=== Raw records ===
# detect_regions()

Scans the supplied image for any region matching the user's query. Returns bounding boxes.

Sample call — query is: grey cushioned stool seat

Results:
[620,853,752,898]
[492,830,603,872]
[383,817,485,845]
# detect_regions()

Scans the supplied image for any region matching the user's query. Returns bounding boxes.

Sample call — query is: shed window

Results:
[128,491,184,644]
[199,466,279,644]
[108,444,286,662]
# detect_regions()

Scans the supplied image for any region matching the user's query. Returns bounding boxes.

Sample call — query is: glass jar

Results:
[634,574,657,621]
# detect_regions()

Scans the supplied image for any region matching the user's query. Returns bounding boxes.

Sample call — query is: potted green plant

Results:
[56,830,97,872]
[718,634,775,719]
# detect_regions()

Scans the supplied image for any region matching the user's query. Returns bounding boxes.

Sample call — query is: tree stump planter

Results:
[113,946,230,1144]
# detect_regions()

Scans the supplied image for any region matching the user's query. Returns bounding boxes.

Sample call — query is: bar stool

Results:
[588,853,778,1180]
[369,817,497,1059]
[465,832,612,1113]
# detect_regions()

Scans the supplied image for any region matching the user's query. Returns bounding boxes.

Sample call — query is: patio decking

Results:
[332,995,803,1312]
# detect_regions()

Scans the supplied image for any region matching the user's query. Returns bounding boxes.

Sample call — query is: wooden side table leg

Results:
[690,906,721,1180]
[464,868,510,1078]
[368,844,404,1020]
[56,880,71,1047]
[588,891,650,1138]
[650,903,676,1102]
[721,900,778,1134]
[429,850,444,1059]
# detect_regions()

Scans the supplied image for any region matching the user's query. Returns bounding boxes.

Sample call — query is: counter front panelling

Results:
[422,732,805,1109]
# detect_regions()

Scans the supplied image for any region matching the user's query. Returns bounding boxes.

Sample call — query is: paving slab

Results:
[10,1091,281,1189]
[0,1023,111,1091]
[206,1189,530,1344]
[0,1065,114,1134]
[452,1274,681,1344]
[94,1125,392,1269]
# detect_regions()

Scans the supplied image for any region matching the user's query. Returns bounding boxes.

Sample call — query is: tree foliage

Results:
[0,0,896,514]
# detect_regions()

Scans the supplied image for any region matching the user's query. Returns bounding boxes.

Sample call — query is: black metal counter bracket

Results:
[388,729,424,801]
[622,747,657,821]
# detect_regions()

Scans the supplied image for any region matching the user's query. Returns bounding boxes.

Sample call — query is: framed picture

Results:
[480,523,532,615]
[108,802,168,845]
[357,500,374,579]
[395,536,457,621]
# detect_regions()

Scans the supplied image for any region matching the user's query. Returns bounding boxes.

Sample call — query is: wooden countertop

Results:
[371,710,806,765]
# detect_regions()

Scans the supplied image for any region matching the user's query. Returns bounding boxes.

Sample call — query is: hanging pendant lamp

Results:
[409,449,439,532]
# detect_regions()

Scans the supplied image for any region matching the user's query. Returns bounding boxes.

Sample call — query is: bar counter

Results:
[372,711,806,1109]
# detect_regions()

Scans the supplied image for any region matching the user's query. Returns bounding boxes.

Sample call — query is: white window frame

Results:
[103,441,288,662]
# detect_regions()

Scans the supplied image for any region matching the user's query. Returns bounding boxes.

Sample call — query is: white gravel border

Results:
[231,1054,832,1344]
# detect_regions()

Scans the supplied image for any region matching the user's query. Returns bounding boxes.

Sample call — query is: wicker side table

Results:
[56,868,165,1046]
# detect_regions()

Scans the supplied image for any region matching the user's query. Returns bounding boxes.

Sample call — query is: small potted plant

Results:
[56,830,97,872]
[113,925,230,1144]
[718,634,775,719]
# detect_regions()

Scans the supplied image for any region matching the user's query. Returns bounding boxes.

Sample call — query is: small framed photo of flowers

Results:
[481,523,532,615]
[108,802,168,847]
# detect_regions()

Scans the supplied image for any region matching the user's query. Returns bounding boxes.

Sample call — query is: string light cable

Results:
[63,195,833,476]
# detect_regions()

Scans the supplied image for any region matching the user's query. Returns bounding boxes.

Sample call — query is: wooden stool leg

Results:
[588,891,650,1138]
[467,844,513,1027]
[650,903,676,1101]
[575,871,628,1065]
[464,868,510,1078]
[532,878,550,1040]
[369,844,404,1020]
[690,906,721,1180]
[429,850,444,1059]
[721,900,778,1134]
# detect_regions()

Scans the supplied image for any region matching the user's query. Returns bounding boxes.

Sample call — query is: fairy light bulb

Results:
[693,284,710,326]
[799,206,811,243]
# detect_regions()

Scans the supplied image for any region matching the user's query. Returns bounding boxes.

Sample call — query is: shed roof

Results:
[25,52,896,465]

=== AIM OF THE EXERCISE ===
Identify every line in the material above that contains the string "framed", treating uppercase and lowercase as distinct, and copy each such line in full.

=== SOLUTION TO THIS EXERCISE ===
Sample call — query is: framed picture
Sample call — query is: small framed photo of flowers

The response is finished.